* _Listing_
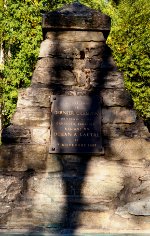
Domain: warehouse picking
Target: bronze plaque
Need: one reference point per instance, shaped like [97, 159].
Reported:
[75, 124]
--
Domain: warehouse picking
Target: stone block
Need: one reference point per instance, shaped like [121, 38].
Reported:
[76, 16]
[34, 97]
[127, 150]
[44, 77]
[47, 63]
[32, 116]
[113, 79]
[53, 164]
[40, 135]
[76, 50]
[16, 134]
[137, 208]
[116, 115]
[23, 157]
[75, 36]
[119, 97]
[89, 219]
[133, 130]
...
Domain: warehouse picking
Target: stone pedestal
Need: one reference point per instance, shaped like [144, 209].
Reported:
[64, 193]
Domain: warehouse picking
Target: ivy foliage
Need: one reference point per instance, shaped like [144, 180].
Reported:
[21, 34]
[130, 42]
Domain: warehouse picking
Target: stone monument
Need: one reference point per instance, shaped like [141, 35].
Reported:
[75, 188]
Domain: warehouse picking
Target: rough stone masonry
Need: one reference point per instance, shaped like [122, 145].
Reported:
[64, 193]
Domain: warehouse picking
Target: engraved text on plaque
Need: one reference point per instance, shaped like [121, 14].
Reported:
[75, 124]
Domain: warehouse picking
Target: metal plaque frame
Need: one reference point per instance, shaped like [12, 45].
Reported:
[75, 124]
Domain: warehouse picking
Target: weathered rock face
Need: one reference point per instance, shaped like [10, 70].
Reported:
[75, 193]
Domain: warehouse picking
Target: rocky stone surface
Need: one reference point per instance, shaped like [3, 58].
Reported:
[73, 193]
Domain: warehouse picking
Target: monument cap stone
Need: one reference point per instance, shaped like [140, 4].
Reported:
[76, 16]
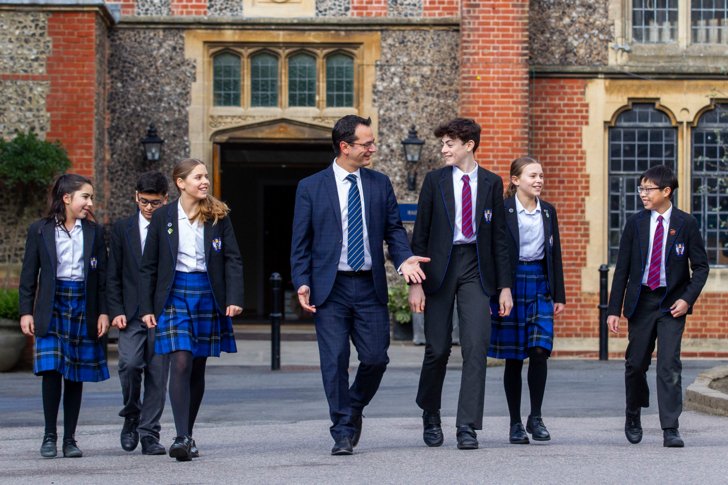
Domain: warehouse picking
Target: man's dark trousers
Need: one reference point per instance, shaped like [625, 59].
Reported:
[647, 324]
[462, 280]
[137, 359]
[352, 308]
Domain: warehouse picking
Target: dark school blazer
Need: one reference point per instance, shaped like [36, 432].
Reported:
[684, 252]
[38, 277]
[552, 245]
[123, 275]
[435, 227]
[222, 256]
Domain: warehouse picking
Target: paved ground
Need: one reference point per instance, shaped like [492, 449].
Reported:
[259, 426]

* _Aim of the task_
Tally the lines in the items above that contain the word "monument". Reply with the number only.

* _Task solution_
2